▶ _What is being asked_
Ignoring the images, restate the records below word for word.

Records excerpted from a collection
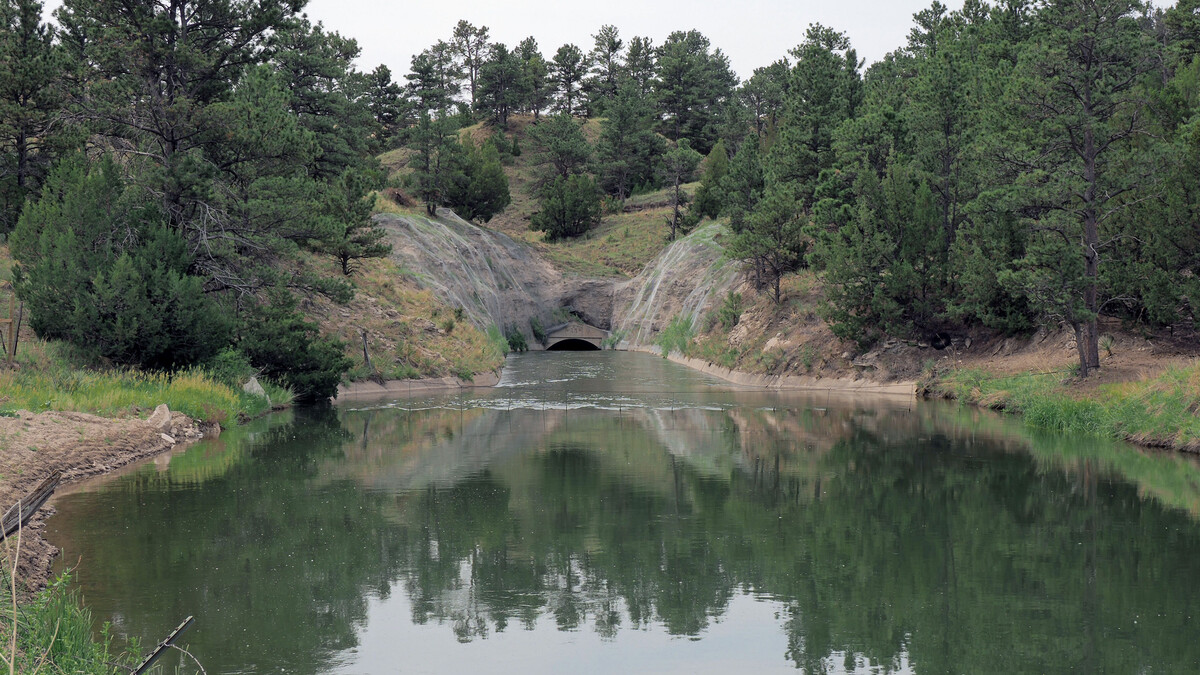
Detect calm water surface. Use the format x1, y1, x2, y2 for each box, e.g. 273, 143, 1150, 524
47, 351, 1200, 673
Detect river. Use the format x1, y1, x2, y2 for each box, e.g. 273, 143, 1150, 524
46, 351, 1200, 673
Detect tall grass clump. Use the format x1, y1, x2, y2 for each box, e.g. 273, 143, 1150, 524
1, 566, 136, 674
656, 314, 696, 357
933, 362, 1200, 451
0, 340, 287, 424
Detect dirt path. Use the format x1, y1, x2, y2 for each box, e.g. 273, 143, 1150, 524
0, 409, 205, 596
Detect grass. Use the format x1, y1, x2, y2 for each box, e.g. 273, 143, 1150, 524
656, 314, 697, 358
0, 569, 136, 674
931, 362, 1200, 451
0, 341, 280, 425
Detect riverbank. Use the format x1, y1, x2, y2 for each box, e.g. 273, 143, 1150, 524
925, 362, 1200, 453
0, 408, 206, 595
632, 346, 917, 396
336, 370, 502, 398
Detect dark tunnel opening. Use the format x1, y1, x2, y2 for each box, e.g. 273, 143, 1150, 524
546, 338, 602, 351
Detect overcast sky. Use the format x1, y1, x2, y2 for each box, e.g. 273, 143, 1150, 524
41, 0, 1176, 81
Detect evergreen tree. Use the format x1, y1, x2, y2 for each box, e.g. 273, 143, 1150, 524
407, 41, 463, 114
692, 140, 729, 219
726, 186, 806, 304
585, 24, 624, 115
451, 20, 491, 108
11, 156, 228, 368
551, 43, 586, 115
366, 64, 406, 143
660, 140, 702, 240
445, 137, 511, 223
530, 174, 601, 240
477, 42, 522, 128
766, 24, 862, 215
516, 37, 552, 119
0, 0, 73, 234
318, 168, 391, 276
596, 81, 665, 200
742, 60, 790, 139
720, 138, 765, 231
998, 0, 1156, 376
527, 113, 593, 187
654, 30, 738, 153
407, 113, 460, 216
624, 36, 658, 97
810, 163, 945, 341
238, 285, 352, 401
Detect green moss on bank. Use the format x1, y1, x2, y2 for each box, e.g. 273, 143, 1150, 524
929, 362, 1200, 452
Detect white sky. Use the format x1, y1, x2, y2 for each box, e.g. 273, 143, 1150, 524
41, 0, 1176, 81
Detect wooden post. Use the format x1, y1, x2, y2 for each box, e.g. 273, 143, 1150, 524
1, 290, 13, 366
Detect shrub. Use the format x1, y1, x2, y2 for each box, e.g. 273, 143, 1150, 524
12, 157, 229, 369
505, 323, 528, 352
239, 287, 352, 402
530, 174, 602, 240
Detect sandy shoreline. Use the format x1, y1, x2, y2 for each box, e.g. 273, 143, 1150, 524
0, 409, 205, 596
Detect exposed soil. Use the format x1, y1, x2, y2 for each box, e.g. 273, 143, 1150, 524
0, 409, 205, 597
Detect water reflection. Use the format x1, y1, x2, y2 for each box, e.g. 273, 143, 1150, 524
47, 352, 1200, 674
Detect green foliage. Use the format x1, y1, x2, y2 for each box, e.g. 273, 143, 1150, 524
934, 363, 1200, 451
596, 81, 665, 200
656, 314, 696, 357
726, 184, 806, 304
654, 30, 739, 153
0, 571, 134, 673
12, 157, 228, 369
530, 316, 547, 345
809, 163, 946, 343
660, 140, 703, 240
692, 140, 729, 219
317, 168, 391, 275
527, 113, 593, 187
531, 174, 602, 241
504, 323, 528, 352
445, 136, 511, 223
238, 287, 352, 402
716, 291, 743, 330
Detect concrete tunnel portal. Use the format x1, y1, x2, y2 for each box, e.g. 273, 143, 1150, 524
543, 322, 608, 351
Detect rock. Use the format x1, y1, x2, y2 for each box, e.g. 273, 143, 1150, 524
243, 377, 267, 398
964, 337, 972, 349
841, 351, 852, 360
160, 433, 176, 444
147, 404, 171, 431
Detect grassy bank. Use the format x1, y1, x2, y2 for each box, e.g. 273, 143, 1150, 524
928, 362, 1200, 452
1, 570, 136, 674
0, 341, 289, 425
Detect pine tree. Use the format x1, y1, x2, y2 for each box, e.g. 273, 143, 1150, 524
998, 0, 1156, 377
530, 174, 601, 240
516, 37, 552, 119
596, 82, 665, 200
551, 43, 586, 115
477, 42, 523, 128
318, 169, 391, 276
527, 113, 592, 188
624, 36, 657, 97
445, 137, 511, 223
451, 20, 491, 108
692, 140, 729, 219
0, 0, 72, 234
654, 30, 738, 153
585, 24, 624, 115
660, 140, 702, 241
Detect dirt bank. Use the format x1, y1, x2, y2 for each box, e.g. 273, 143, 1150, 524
0, 409, 204, 596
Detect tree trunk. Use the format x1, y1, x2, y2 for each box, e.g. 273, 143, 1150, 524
1073, 321, 1090, 378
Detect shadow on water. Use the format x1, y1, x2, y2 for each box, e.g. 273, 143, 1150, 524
46, 352, 1200, 674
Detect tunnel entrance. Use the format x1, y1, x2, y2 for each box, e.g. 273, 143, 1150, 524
546, 338, 602, 351
543, 321, 608, 350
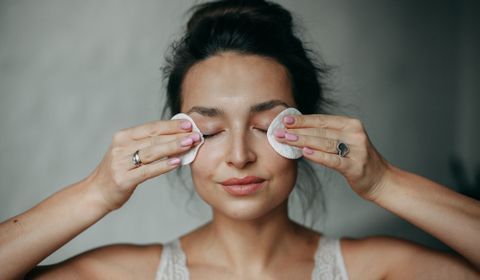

▶ _Completed exercise_
Detect calm water surface. Use the format x1, y1, x2, y2 for each box, e.g. 273, 143, 1150, 524
47, 351, 1200, 673
Detect river. Use the format x1, y1, x2, y2 for each box, e.g. 273, 143, 1150, 524
46, 351, 1200, 673
Detect tall grass clump. Use the format x1, y1, x2, y2 for each box, e.g. 273, 143, 1150, 524
1, 566, 136, 674
656, 314, 696, 357
933, 362, 1200, 451
0, 340, 287, 424
Detect dirt path. Use the format x1, y1, x2, y2 for each box, e.g. 273, 143, 1150, 524
0, 409, 205, 596
Detect grass. Use the format x1, y1, x2, y2 for each box, e.g. 273, 143, 1150, 524
656, 314, 697, 358
0, 569, 136, 674
931, 362, 1200, 451
0, 341, 280, 425
Detect riverbank. Use the format x1, y1, x2, y2 for each box, e.g. 273, 143, 1150, 524
925, 362, 1200, 453
0, 408, 206, 595
632, 346, 917, 396
336, 370, 502, 398
Detect dark tunnel opening. Use the format x1, y1, x2, y2 for each box, e.g. 273, 143, 1150, 524
546, 338, 602, 351
Detect overcast sky. Use the format x1, y1, x2, y2 for each box, e.g. 273, 143, 1150, 524
41, 0, 1176, 81
Detect evergreen tree. Use the format x1, y1, x2, y2 for each box, e.g. 273, 143, 1150, 524
407, 41, 463, 114
692, 140, 729, 219
726, 186, 806, 304
585, 24, 624, 115
451, 20, 491, 108
11, 156, 228, 368
551, 43, 586, 115
366, 64, 406, 143
660, 140, 702, 240
445, 137, 511, 223
530, 174, 601, 240
477, 42, 522, 128
766, 24, 862, 215
516, 37, 552, 119
0, 0, 73, 234
318, 168, 391, 276
596, 81, 665, 200
742, 60, 790, 139
720, 138, 765, 231
998, 0, 1156, 376
527, 113, 593, 187
654, 30, 738, 153
407, 113, 460, 216
624, 36, 658, 97
810, 163, 945, 341
238, 285, 352, 401
Detect green moss on bank. Use the format x1, y1, x2, y2 for each box, e.g. 273, 143, 1150, 524
929, 362, 1200, 452
Detect white sky. Use the format x1, y1, x2, y2 for each box, e.g. 273, 143, 1150, 524
41, 0, 1176, 81
Detect wooden post. Use the format x1, y1, x2, y2 for each box, e.g. 273, 143, 1150, 524
1, 290, 13, 366
Detect shrub. Use the format x1, y1, x2, y2 for each box, e.g. 273, 143, 1150, 524
12, 157, 229, 369
505, 323, 528, 352
239, 287, 352, 402
530, 174, 602, 240
Detect sandy shoreline. Use the format x1, y1, x2, y2 for each box, e.g. 273, 143, 1150, 524
0, 409, 205, 596
Detect exposed soil. Use the format x1, y1, x2, y2 for each box, e.g. 273, 143, 1150, 524
0, 409, 205, 597
Detect water reflection. Use the format x1, y1, x2, y2 for each box, e.g. 273, 143, 1150, 524
47, 352, 1200, 674
Detect green foliage. Use the format x1, y1, x2, y2 for each box, e.g. 273, 143, 1150, 524
934, 363, 1200, 451
596, 81, 665, 200
656, 314, 696, 357
726, 184, 806, 304
654, 30, 739, 153
0, 571, 134, 673
12, 157, 228, 369
530, 316, 547, 345
809, 163, 946, 343
660, 140, 703, 240
692, 140, 729, 219
317, 168, 391, 275
527, 113, 593, 187
531, 174, 602, 241
504, 323, 528, 352
445, 136, 511, 223
238, 287, 352, 402
716, 291, 743, 330
Detect concrete tunnel portal. Use the format x1, y1, x2, y2 for each box, e.g. 273, 143, 1150, 524
543, 322, 608, 351
Detect rock. Use the format x1, y1, x2, y2 for each box, e.g. 273, 143, 1150, 524
243, 377, 267, 398
964, 337, 972, 349
841, 351, 852, 360
160, 433, 176, 444
147, 404, 171, 431
Detect grassy bank. Use the format x1, y1, x2, y2 for each box, e.g. 273, 143, 1150, 524
928, 362, 1200, 452
1, 570, 136, 674
0, 341, 289, 425
Detect pine tree. Use the format x1, y1, x2, y2 for each box, e.g. 273, 143, 1150, 524
998, 0, 1156, 377
530, 174, 601, 240
516, 37, 552, 119
596, 82, 665, 200
551, 43, 586, 115
477, 42, 523, 128
318, 169, 391, 276
527, 113, 592, 188
624, 36, 657, 97
445, 137, 511, 223
451, 20, 491, 108
692, 140, 729, 219
0, 0, 72, 234
654, 30, 738, 153
585, 24, 624, 115
660, 140, 702, 241
Detect dirt bank. Use the format x1, y1, x2, y2 for each box, e.g. 273, 143, 1150, 524
0, 409, 204, 596
Detect tree trunk. Use the format x1, y1, x2, y2 for each box, e.g. 273, 143, 1150, 524
1073, 321, 1090, 378
Detect shadow on water. Use the format x1, y1, x2, y2 for each box, e.g. 273, 143, 1150, 524
46, 352, 1200, 674
Detect tunnel entrance. Use the format x1, y1, x2, y2 for each box, e.g. 273, 143, 1150, 524
546, 338, 602, 351
543, 321, 608, 350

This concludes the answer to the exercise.